**SOURCE TEXT**
I returned home recently from the last round of chemotherapy, and while it's taken me a bit longer than anticipated to finish this, I thought it would be an appropriate moment to (a). thank you all for your support and (b). write a bit about the end of treatment and what the future holds. So:
(a). Thank you all. Your support has been wonderful, and I am so grateful for everyone who has sacrificed time, money, or even just a positive thought for us during what has been a long, at times interminable, six months. I am supremely grateful for the love and support of Katina, proprietress of this weblog. Cancer treatment is unpleasant, but I am lucky to have a spouse who took so much on her shoulders so that I could focus on getting well. Also, she has good health insurance. I do not envy anyone who must continue to do all the ordinary business of regular life (shopping, child care, insurance companies, bills, etc.) on top of trying to stay positive and recover. Between Katina and you all, I have had the luxury to get well at my own pace without many external demands on me. Thank you. I really can't say enough about how much it meant to me and to us that so many people have been there in ways ranging from the biggest to the smallest.
(b). Treatment is over. There are no more hospital admissions scheduled, and I no longer have additional
poison medicine to
anticipate. The last PET/CT scan I had was negative. Technically, this does not
make me cancer-free. Instead, it means the machine was unable to detect any cancer
in my body - overlapping but non-identical categories. The last two rounds of
chemo were much less stressful for my body, and I've already started to notice
improvements in important departments, including (but not limited to) my
ability to grow eyebrows and hair on my head. While I don't yet feel strong, I feel
the capacity to become strong returning, and I look forward to sweeping out
some of the mental cobwebs from my working brain and starting regular exercise.
All of this is grounds for legitimate celebration, so I look forward to sharing
hugs and congratulations with our extended support network.
When it comes right down to it, I don't yet feel like celebrating. Partially, this is due to my temperament. An academic advisor of mine once dubbed me a "laconic midwesterner" and anyone who knows me knows this to be an accurate description, both geographically and attitudinally. I'm not a big jumper for joy by nature. The reservations I feel are more than emotional reserve, however. I wanted to write a brief thank-you to everyone, but I also felt I needed to write to clarify that my non-celebratory mood is more than just me being me.
Treatment is over, but we still can't be sure that cancer is. Cancer is definitely over for now, but just how long "for now" covers isn't yet clear. It is not impossible that we might find ourselves going back down the same road, only darker, in the coming months or years. Do I think that will happen? No. But when it comes down to it, the absolute last thing I want is to begin treatment again, while looking back on a celebration with the taste of ashes in my mouth because it turned out to be seriously premature.
So, you won't see me jumping for joy. What you will see, I hope, is me getting down to the business of living life again, free of the many constraints imposed by frequent hospitalizations and toxic medicines. You should also see me giving handshakes, hugs and words of gratitude to everyone who has been there for us in big ways and small in the last few months. We're planning on having a party at some point, but I won't be there to commemorate the end of cancer. I'll be there to celebrate (1). Katina and (2). everyone else whose kindness and care sustained us through this process. Thanks, guys.

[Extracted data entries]
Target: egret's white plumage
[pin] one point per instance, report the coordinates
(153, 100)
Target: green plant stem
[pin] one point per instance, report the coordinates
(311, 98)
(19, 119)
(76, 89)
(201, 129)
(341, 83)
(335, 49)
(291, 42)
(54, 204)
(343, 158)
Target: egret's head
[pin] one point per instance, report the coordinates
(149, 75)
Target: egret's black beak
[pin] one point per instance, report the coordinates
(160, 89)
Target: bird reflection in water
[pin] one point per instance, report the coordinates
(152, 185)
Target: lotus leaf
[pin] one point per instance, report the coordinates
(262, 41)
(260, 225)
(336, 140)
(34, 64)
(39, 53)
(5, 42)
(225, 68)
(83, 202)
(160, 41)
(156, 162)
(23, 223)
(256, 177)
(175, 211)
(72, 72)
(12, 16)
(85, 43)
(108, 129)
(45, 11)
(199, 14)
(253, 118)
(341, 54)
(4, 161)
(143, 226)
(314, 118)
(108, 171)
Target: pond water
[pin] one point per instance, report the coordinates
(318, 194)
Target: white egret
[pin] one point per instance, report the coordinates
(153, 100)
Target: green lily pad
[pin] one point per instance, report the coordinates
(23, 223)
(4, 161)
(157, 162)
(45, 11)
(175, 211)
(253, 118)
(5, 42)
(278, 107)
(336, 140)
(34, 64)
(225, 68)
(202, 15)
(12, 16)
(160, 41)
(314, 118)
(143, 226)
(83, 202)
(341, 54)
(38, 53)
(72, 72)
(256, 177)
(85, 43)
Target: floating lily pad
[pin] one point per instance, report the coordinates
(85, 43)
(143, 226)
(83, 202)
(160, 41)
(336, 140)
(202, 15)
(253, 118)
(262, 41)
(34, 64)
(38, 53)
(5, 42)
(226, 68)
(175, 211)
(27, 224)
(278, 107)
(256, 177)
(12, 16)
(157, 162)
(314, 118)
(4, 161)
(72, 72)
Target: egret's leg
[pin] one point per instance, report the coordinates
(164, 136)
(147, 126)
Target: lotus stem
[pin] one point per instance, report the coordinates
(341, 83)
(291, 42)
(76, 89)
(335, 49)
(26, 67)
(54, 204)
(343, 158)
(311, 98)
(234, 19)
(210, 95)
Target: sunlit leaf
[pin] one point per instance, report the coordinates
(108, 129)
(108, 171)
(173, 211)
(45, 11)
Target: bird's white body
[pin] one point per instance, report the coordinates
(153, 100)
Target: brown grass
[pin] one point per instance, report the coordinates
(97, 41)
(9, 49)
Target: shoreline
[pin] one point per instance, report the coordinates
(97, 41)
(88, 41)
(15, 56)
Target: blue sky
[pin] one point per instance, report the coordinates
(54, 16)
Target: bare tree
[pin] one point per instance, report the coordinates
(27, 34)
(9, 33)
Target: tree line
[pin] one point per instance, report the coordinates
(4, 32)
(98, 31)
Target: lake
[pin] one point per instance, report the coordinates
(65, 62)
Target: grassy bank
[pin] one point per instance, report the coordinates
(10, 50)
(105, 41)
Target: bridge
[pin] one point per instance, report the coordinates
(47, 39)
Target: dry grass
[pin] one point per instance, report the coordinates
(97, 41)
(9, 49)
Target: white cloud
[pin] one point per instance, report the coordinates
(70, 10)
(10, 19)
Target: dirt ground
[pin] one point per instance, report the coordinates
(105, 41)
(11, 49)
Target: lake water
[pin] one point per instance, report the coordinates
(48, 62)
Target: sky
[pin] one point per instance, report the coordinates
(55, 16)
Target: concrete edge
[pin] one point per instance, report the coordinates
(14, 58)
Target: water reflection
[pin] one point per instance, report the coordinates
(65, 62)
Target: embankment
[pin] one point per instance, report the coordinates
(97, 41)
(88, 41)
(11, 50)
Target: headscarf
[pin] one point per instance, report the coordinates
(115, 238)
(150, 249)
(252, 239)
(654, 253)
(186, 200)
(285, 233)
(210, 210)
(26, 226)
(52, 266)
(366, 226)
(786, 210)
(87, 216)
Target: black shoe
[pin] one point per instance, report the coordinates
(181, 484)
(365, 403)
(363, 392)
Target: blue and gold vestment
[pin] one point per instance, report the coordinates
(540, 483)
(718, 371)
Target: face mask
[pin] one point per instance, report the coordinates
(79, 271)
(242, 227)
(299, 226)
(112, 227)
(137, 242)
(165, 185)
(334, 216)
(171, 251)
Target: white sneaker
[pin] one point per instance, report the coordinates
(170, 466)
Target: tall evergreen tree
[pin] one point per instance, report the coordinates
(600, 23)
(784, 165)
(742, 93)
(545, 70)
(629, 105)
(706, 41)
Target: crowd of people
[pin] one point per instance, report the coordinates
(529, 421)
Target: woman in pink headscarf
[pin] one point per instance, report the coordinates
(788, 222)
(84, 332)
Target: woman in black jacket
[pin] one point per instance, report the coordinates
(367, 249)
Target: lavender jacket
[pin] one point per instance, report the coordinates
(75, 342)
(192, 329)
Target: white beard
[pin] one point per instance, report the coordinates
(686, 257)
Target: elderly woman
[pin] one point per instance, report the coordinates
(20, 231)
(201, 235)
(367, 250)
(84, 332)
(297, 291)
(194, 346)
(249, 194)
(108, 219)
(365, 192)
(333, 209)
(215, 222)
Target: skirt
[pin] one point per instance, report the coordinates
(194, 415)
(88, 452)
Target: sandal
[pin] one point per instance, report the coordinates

**PROBLEM REQUIREMENTS**
Answer these questions about the chemotherapy post:
1. What role does the post give Katina with respect to the weblog?
2. What was the result of the last PET/CT scan?
3. What did an academic advisor once call the writer?

**EXERCISE SOLUTION**
1. She is the proprietress of the weblog.
2. It was negative.
3. A "laconic midwesterner."